**TASKS TO CARRY OUT**
**a.** According to the Bf 162 passage, which aircraft was selected for production?
**b.** Using the Bf 162 passage, decide whether each statement agrees with it. Answer yes or no and quote the deciding words: (i) Three Bf 162 prototypes were flown in 1937. (ii) The name "Messerschmitt Jaguar" was widely used for the aircraft in service. (iii) The Bf 162 was an entirely new aircraft design.
**c.** Rewrite the paragraph of the Bf 162 passage that begins "The Bf 162 was designed in response" as a short list that keeps its main facts.

**DOCUMENT SEGMENT**
The Messerschmitt Bf 162 was a light bomber aircraft designed in Germany prior to World War II, which flew only in prototype form.

Design and development
The Bf 162 was designed in response to a 1935 RLM (Reichsluftfahrtministerium, Reich Aviation Ministry) specification for a schnellbomber ("fast bomber") for tactical use. Messerschmitt's design was a modified Bf 110 with a glazed nose to accommodate a bombardier. In 1937, three prototypes were flown against rival designs, the Junkers Ju 88 and the Henschel Hs 127, both entirely new aircraft.

It was eventually decided that the Ju 88 be selected for production, and development of the Bf 162 ended. As a disinformation tactic, images of the Bf 162 were widely circulated in the German press, captioned as the "Messerschmitt Jaguar", a name never used outside this context.

This aircraft's RLM official airframe number of 8-162 was later re-used for the Heinkel He 162 jet fighter.

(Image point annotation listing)
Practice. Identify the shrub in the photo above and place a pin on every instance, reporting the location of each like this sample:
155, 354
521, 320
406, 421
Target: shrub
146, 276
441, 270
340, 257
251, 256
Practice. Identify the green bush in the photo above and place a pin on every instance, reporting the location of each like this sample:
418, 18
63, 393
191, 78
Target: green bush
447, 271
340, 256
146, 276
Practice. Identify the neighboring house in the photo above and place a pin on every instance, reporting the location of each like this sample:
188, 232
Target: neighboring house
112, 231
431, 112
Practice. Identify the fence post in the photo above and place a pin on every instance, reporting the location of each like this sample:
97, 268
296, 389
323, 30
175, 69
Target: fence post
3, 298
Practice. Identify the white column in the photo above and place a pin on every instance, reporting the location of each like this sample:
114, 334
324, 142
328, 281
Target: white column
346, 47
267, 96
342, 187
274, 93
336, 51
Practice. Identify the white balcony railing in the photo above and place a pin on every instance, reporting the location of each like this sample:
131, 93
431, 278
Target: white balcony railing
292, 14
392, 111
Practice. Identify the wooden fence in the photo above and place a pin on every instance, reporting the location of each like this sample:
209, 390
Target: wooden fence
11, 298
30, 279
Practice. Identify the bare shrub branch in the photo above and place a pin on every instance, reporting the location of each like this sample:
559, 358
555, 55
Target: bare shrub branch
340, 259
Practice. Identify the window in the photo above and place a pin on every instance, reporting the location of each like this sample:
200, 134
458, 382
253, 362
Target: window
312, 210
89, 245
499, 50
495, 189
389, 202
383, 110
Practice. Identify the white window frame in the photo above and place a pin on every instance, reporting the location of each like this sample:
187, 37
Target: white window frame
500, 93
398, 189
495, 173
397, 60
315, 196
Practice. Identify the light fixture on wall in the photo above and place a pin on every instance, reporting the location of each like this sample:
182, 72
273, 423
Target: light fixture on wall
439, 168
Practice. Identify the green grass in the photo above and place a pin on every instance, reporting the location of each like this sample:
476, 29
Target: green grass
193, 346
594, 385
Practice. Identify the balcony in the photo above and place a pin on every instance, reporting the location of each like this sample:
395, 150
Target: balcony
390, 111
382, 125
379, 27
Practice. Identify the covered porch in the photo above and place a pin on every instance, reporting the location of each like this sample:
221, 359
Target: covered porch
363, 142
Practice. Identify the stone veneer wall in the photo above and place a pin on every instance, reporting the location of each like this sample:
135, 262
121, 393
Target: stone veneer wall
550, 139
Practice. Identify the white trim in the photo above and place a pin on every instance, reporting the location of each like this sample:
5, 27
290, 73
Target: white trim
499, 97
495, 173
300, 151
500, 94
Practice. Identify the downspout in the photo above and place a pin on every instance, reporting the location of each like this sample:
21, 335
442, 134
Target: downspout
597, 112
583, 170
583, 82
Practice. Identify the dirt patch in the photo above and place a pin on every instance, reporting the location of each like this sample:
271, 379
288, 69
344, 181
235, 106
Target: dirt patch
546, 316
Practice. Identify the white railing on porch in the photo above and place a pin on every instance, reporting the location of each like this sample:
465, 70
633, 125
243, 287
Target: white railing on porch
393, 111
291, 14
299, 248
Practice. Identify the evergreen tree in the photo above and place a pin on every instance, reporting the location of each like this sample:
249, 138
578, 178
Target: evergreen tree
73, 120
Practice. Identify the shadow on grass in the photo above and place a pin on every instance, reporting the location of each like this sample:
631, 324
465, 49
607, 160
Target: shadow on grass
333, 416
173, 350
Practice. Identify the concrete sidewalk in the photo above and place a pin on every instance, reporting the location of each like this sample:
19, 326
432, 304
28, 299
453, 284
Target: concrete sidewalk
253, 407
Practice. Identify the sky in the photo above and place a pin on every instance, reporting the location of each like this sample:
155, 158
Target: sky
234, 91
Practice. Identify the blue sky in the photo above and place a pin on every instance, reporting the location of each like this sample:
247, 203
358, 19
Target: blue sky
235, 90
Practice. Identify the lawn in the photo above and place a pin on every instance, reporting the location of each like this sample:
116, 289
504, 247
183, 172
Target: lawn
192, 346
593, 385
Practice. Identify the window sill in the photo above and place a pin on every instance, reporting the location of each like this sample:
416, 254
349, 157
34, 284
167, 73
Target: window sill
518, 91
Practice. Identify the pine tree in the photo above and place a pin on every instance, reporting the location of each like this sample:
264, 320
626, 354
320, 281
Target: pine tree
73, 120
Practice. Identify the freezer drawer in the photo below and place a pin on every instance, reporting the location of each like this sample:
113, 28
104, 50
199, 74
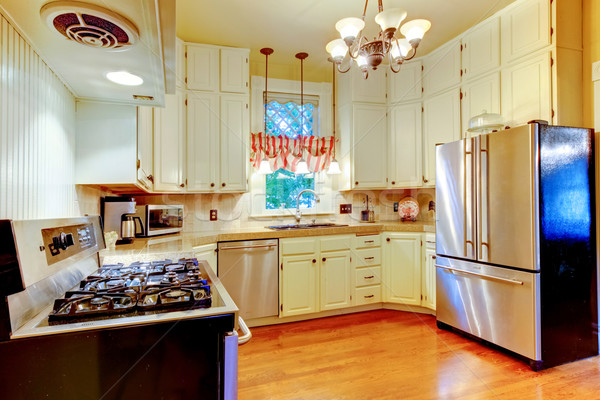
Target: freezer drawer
493, 303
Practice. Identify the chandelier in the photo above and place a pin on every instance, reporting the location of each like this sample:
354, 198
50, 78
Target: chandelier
368, 54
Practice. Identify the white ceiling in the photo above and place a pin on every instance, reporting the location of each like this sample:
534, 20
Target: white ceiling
292, 26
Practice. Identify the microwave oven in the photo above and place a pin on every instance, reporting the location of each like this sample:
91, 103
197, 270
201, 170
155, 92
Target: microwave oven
159, 219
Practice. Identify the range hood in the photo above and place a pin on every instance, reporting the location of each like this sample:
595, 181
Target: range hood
82, 41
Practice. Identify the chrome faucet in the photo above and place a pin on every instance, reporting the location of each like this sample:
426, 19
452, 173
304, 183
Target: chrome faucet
298, 213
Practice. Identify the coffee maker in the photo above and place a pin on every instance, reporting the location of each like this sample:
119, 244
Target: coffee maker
118, 215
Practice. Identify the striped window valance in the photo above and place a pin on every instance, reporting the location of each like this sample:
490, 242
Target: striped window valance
284, 152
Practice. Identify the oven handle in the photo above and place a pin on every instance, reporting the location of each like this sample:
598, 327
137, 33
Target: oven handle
497, 278
247, 247
247, 335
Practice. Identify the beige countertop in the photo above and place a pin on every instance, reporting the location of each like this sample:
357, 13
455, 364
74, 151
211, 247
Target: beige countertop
185, 242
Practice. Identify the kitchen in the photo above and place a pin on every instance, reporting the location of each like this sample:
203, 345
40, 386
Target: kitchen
39, 180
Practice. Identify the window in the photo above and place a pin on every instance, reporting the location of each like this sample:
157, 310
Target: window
283, 186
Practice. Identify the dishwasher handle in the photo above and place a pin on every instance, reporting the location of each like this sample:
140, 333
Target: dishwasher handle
247, 247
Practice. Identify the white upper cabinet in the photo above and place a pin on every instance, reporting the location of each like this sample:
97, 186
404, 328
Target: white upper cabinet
369, 146
526, 91
481, 49
525, 28
202, 141
405, 145
234, 70
480, 95
406, 85
144, 147
235, 136
169, 144
441, 124
441, 68
202, 67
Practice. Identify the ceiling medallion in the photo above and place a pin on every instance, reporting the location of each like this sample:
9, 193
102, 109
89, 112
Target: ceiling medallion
369, 54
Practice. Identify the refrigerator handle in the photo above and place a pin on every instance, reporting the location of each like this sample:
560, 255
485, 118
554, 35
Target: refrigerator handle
482, 199
469, 249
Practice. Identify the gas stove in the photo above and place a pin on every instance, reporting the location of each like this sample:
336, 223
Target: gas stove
135, 289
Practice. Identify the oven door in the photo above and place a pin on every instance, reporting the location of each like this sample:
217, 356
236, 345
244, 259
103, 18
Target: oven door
163, 219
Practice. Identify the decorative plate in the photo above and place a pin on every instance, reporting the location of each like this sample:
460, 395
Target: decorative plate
408, 209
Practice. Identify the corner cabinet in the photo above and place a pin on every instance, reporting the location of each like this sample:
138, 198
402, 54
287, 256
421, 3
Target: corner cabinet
402, 268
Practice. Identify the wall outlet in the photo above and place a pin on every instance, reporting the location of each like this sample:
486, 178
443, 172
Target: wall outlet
345, 208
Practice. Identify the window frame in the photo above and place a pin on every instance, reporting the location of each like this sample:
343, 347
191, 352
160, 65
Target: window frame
323, 182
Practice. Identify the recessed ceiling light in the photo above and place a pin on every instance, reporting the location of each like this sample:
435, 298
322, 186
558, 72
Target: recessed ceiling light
124, 78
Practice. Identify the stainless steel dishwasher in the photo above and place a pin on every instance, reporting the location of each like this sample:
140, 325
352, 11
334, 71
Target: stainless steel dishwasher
248, 269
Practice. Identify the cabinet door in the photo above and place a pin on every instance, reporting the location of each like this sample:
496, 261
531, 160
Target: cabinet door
179, 63
405, 145
441, 124
202, 141
370, 90
526, 91
406, 85
336, 279
202, 68
299, 285
369, 146
441, 69
481, 49
428, 286
479, 96
207, 253
402, 266
525, 28
169, 145
234, 70
144, 147
235, 135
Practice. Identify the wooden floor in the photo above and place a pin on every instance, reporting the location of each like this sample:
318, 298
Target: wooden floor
395, 355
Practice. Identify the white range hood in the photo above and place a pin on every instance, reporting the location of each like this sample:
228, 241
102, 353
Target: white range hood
82, 41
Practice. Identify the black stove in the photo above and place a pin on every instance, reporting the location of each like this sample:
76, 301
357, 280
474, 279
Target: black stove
134, 289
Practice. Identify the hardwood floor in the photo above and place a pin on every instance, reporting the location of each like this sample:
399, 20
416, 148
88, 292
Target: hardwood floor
389, 354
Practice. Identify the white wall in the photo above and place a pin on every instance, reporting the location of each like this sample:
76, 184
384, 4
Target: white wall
37, 134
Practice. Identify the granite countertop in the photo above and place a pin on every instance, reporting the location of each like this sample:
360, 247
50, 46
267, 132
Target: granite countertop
185, 242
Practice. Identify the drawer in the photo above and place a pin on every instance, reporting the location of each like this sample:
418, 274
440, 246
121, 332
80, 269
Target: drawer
368, 295
367, 241
298, 246
368, 276
335, 243
366, 257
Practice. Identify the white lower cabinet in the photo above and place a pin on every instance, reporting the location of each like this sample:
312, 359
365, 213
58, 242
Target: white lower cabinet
402, 268
315, 274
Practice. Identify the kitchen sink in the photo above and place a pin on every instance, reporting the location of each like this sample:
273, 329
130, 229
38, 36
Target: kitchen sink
304, 226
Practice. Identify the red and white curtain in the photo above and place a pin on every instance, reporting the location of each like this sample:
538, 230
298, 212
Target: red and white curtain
283, 152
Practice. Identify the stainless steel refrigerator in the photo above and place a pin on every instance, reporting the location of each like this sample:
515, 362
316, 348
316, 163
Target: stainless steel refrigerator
516, 241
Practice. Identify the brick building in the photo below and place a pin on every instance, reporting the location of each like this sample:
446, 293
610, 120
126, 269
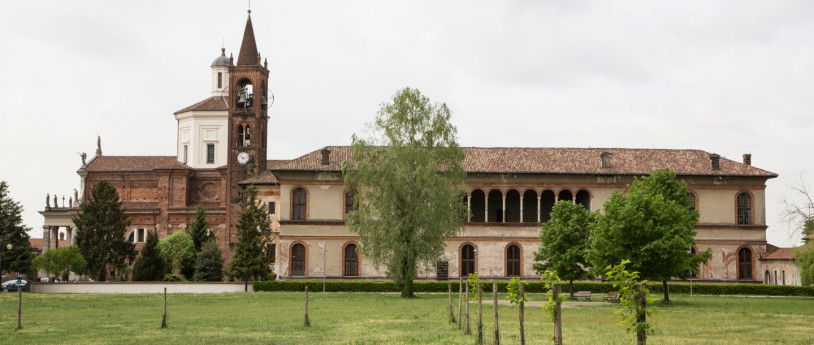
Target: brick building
221, 148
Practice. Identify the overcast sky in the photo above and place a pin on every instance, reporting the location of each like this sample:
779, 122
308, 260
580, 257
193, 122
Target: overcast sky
726, 77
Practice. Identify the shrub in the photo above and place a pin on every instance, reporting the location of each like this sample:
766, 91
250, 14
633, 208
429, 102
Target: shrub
174, 278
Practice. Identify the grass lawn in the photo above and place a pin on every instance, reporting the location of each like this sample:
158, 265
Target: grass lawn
375, 318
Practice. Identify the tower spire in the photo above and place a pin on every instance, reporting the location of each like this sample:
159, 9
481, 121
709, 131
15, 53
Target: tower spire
248, 48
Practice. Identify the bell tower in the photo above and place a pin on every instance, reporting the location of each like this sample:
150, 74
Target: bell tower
247, 122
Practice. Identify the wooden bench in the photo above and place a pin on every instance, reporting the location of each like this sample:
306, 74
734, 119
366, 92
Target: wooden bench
612, 297
585, 295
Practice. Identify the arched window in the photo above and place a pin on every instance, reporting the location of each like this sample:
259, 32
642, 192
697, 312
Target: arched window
565, 195
546, 205
584, 199
512, 206
745, 264
477, 202
351, 261
691, 198
512, 261
299, 204
744, 208
529, 206
298, 260
495, 206
350, 195
467, 260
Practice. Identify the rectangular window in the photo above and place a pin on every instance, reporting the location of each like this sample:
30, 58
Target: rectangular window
210, 153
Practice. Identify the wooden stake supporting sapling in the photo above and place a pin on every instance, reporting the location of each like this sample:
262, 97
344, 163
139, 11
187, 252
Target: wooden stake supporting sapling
466, 329
460, 296
480, 314
451, 313
307, 322
164, 318
497, 327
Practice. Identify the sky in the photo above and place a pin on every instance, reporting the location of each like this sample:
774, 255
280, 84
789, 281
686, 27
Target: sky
726, 77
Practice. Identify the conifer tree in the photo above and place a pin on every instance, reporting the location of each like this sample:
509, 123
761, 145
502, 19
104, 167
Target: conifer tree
150, 265
199, 228
12, 231
209, 265
253, 229
100, 228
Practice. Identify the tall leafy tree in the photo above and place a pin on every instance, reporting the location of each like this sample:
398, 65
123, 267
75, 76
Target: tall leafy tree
12, 231
150, 265
61, 261
253, 231
408, 173
209, 265
101, 225
651, 226
199, 228
564, 243
177, 249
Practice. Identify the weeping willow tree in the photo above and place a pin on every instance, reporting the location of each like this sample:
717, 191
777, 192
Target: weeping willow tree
408, 173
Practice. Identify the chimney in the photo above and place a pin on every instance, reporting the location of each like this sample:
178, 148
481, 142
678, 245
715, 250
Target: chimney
716, 161
605, 160
326, 156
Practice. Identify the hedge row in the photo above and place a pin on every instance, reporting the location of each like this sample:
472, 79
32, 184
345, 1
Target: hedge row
534, 287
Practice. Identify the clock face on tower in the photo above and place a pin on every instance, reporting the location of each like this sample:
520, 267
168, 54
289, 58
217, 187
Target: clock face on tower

**SOLUTIONS FOR EACH TASK**
**a.** The Junkers Ju 88.

**b.**
(i) Yes: "In 1937, three prototypes were flown against rival designs"
(ii) No: "a name never used outside this context"
(iii) No: "Messerschmitt's design was a modified Bf 110 with a glazed nose to accommodate a bombardier"

**c.**
- It was designed for a 1935 RLM specification calling for a tactical schnellbomber ("fast bomber").
- It was a modified Bf 110 with a glazed nose for a bombardier.
- In 1937, three prototypes were flown against the Junkers Ju 88 and the Henschel Hs 127, both entirely new aircraft.